## Task brief
Continue the plant inspection report below, starting right after its last sentence.

## Passage

The licensee declared an Unusual Event emergency classification due to the site being under a hurricane warning. The inspectors verified the licensee documented and resolved weather-related problems in the CAP

b. Findings

No findings were identified.

1R04 Equipment Alignment (IP 71111.04)

Partial Equipment Walkdowns (Quarterly)

a. Inspection Scope

The inspectors conducted partial alignment verifications of the safety-related systems listed below. These inspections included reviews using plant lineup procedures, operating procedures, and piping and instrumentation drawings, which were compared with observed equipment configurations to verify that the critical portions of the systems were correctly aligned to support operability. The inspectors also verified that the licensee had identified and resolved equipment alignment problems that could cause initiating events or impact the capability of mitigating systems or barriers and that those issues were documented in the CAP. Documents reviewed are listed in the Attachment. This inspection constitutes four samples as noted below.

  • Unit 2, 2A, and 2C CCW trains lined up to the 2A CCW heat exchanger (HX)while the 2B CCW HX was out of service (OOS) to plug a leaking tube
  • Unit 2, 2B high pressure safety injection (HPSI) train, while the 2A HPSI train was OOS for planned surveillance testing
  • Unit 2, 2A ICW train, while the 2B CCW HX was OOS to plug a leaking tube
  • Unit 1, charging pumps 1A and 1C while 1B charging pump was OOS for planned maintenance

b. Findings

No findings were identified.

1R05 Fire Protection (IP 71111.05)

Fire Area Walkdowns (Quarterly)

a. Inspection Scope

The inspectors toured the following plant areas during this inspection period to evaluate conditions related to control of transient combustibles and ignition sources, the material condition and operational status of fire protection systems, including fire barriers used to prevent fire damage or fire propagation. The inspectors reviewed these activities against provisions in the licensees procedures 1800022, Fire Protection Plan, and ADM-19.02, Pre-Fire Plan Standard Operating Procedure.

The licensees fire impairment lists, updated on an as-needed basis, were routinely reviewed. In addition, the inspectors reviewed the CAP database to verify that fire protection problems were being identified and appropriately resolved. Documents reviewed are listed in the Attachment. This inspection constitutes six samples. The following areas were inspected:

  • Unit 1, 1A, and 1B 4.16 kV engineered safeguards switchgear rooms
  • Unit 2, ICW system pump area
  • Unit 1, Cable spreading room
  • Unit 2, 2A, and 2B EDG buildings

b. Findings

No findings were identified.

## Source excerpt
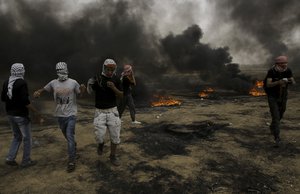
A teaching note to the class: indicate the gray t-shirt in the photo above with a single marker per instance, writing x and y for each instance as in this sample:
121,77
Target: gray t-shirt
64,93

## Exercise answer
1R06 Flood Protection Measures (IP 71111.06)

Internal Flooding

a. Inspection Scope

The inspectors conducted a walkdown of the Unit 2 charging pump area which included checks of building structure drainage sumps to ensure that flood protection measures were in accordance with design specifications and the Unit 2 Updated Final Safety Analysis Report (UFSAR), Section 3.4.3, RAB Internal Flooding Due to Equipment Failure. The inspectors also reviewed plant procedures that discussed the protection of areas containing safety related equipment that may be affected by internal flooding. Specific plant attributes that were checked included structural integrity, sealing of penetrations, control of debris, and operability of sump pump systems. Documents reviewed are listed in the Attachment. This inspection constitutes one sample.

b. Findings

No findings were identified.

1R11 Licensed Operator Requalification Program and Licensed Operator Performance

(IP 71111.11Q)

.1 Resident Inspector Quarterly Review

a. Inspection Scope

On July 31, 2017, the inspectors observed and assessed an evaluated licensed operator simulator scenario during continuing training on the control room simulator.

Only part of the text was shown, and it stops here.